[Entries taken from a collection]
BEGIN
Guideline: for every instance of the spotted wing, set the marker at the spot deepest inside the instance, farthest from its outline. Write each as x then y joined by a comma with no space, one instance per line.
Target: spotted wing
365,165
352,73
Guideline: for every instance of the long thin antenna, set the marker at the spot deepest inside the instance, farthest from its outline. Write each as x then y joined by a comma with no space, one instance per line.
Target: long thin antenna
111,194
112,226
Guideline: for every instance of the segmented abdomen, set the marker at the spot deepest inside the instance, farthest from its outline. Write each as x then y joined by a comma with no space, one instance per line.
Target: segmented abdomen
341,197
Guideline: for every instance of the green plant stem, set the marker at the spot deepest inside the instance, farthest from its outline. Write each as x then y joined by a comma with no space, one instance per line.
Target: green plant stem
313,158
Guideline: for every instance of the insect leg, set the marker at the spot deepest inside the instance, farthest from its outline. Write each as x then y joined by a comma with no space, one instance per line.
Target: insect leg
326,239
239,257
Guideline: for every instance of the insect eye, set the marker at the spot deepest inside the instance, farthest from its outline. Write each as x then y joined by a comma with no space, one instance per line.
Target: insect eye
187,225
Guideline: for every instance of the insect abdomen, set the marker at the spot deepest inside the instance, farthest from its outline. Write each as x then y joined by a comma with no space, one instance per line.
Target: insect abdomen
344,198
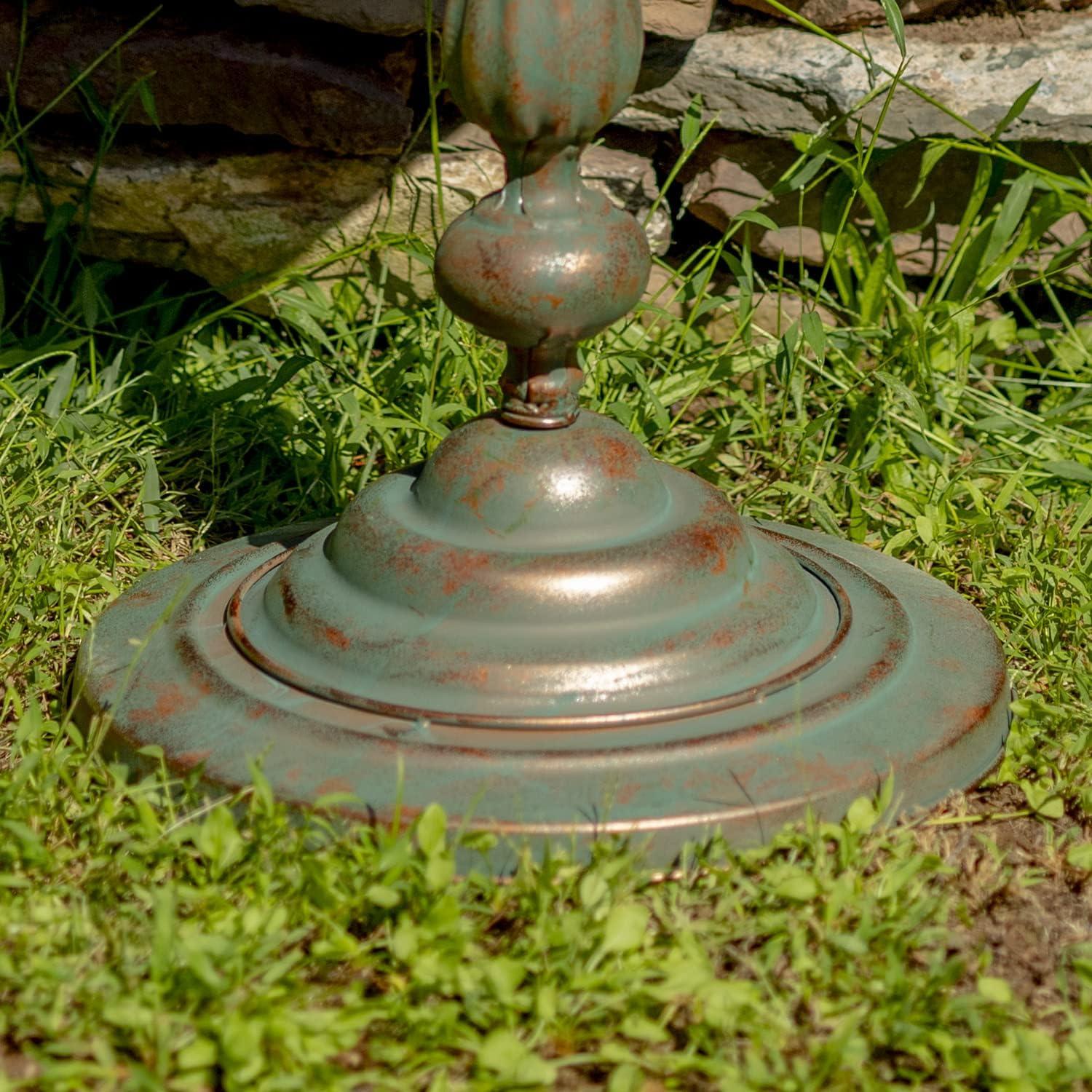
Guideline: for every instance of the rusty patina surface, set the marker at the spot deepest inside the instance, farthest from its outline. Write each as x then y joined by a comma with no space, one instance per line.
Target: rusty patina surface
917,687
544,262
556,635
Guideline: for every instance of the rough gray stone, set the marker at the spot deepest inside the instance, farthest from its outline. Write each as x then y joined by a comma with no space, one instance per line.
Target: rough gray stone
676,19
630,181
310,93
781,81
852,15
238,221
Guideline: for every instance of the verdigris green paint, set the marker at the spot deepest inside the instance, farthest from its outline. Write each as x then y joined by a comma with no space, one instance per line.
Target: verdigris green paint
553,633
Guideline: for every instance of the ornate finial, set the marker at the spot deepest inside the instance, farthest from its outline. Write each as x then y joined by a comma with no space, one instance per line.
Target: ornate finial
545,262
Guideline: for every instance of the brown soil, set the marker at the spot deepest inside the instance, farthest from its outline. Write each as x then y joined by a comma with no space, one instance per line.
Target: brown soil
1026,906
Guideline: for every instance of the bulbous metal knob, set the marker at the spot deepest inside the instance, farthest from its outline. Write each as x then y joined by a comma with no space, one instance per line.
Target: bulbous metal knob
544,262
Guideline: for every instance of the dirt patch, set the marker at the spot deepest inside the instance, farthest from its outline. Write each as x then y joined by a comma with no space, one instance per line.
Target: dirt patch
1024,904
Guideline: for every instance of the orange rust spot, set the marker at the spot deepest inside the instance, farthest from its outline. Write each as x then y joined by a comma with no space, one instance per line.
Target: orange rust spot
711,544
615,456
288,598
333,786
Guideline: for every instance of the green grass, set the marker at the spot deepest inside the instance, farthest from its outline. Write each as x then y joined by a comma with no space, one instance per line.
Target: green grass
153,939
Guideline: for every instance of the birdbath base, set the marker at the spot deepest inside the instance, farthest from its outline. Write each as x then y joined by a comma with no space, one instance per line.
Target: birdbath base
543,628
893,674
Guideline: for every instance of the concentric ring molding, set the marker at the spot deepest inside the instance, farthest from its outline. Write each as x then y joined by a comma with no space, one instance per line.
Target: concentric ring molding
917,686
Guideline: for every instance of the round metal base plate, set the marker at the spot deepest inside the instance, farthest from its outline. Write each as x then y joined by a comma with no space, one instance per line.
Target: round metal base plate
911,681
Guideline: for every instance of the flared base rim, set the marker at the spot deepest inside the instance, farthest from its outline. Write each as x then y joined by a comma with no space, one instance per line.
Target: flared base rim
END
_Directions_:
Reproduce the lines above word for word, omitting the pictures from your answer.

_Complete answer_:
Guideline: for every instance of the spotted wing, set the marker at the spot deepest inside the instance, farthest from its outline. Write each as x then y joined by a comma with no space, one instance per line.
Target: spotted wing
365,165
352,73
Guideline: for every instance of the long thin antenna, set the marker at the spot deepest inside the instance, farthest from its outline. Write each as x then y joined by a comma with no space, one instance per line.
Target: long thin antenna
111,194
112,226
Guideline: for every instance of the segmented abdomen, set the marker at the spot deepest inside the instance, farthest from its outline. Write each as x then y joined by a comma with no space, one instance per line.
Target: segmented abdomen
341,197
Guideline: for every instance of the green plant stem, set the marker at the spot deepest inside the instance, farthest from its outline. Write each as x then y joined by a comma with no space, one instance per line.
Target: green plant stem
313,158
Guideline: for every instance of the insect leg, set the marker at the spot deepest inside the instance, farthest from its outline. Write each as x then y joined by a comma with no space, one instance per line.
Target: insect leg
326,239
239,257
Guideline: for every instance of the insect eye, set the marker at the spot deepest inside the instance, farthest from its outline. Write each as x then y joined by a comma with no space, one instance per line.
Target: insect eye
187,225
Guideline: for every instance of the insect abdomen, set the marker at the spot deepest inside the instance, farthest from its outline. Write each as x then y joined by a comma with no space, one instance per line.
Target: insect abdomen
344,198
Guideline: for every instance of the rusty patina surface, set the marker at the spot deepest inside the instance, farthest from its outline. Write each as x then y joined by a comma with no space, one instance per line.
Target: rusty patina surface
917,687
544,262
556,635
Guideline: for every instance of the rough gray stone, set the marker at the spot deepest inside the instance, farthest from its outline. Write each as x then y joined by a comma with no space, one instance per line.
Target: rough gray stone
676,19
630,181
310,93
781,81
852,15
238,221
Guideline: for every instance of the verdigris green paint, set the marker at the spot deepest inside the instance, farthest from its outline. Write each as x then y joined by a comma with no space, one instance per line.
Target: verdigris green paint
553,633
Guideline: for every instance of the ornate finial, set the marker at the spot deepest inside the instance, farthest from its outline. Write each as x then y joined by a comma with no space, one instance per line.
Target: ornate finial
545,262
Guideline: for every instance of the brown soil, set the marker at the spot deepest inside the instance, farthest from its outline. Write each as x then y joined by a comma with no space, one instance per line.
Target: brown soil
1026,906
Guideline: for every instance of the bulbous metal knob, set the marker at the spot deepest inside the instance, farthest from its outline. Write each as x then y joined by a comma with no space, one instance per line.
Target: bulbous metal knob
544,262
Guideline: for every instance of the dirt patch, set the marker at the spot deepest inside the instance, farthest from its outline. Write each as x then y joined by a comma with no space, one instance per line.
Target: dirt patch
1024,904
Guideline: for every instance of the orange rust spot, set the marker at the spot deepest inside the instance, farthest from its outline. Write each as x then y joined by a comma with no space, one instance per line.
Target: orange rust spot
711,544
615,456
288,598
333,786
Guideline: for every instance of the green grass, set the marker at the spot deepest inside the instance, farthest from its outline. Write each as x then y joined by a comma with no space, one instance per line.
Target: green grass
153,939
Guideline: for every instance of the birdbath base, set the marker at the spot deepest inside the instance, farthest from its outline. Write each as x then y joined by a comma with no space, one instance per line.
Target: birdbath base
543,628
893,674
Guideline: for every instance of the concentric ring molding, set the marker at the spot deepest inside the instance, farthest from its outline. Write each as x then y joined by a comma with no space, one instance per line.
Target: concentric ring molding
917,686
Guideline: for every instance of the round metal base plate, set the marker at the spot deepest inside the instance, farthest from its outline. Write each as x then y joined by a comma with no space, one instance per line.
Target: round metal base plate
911,681
Guideline: for every instance of the flared base rim, set the marker at the spot deepest inside the instance, farthest from its outline. Write each as x then y joined by a comma with no space, one instance per line.
Target: flared base rim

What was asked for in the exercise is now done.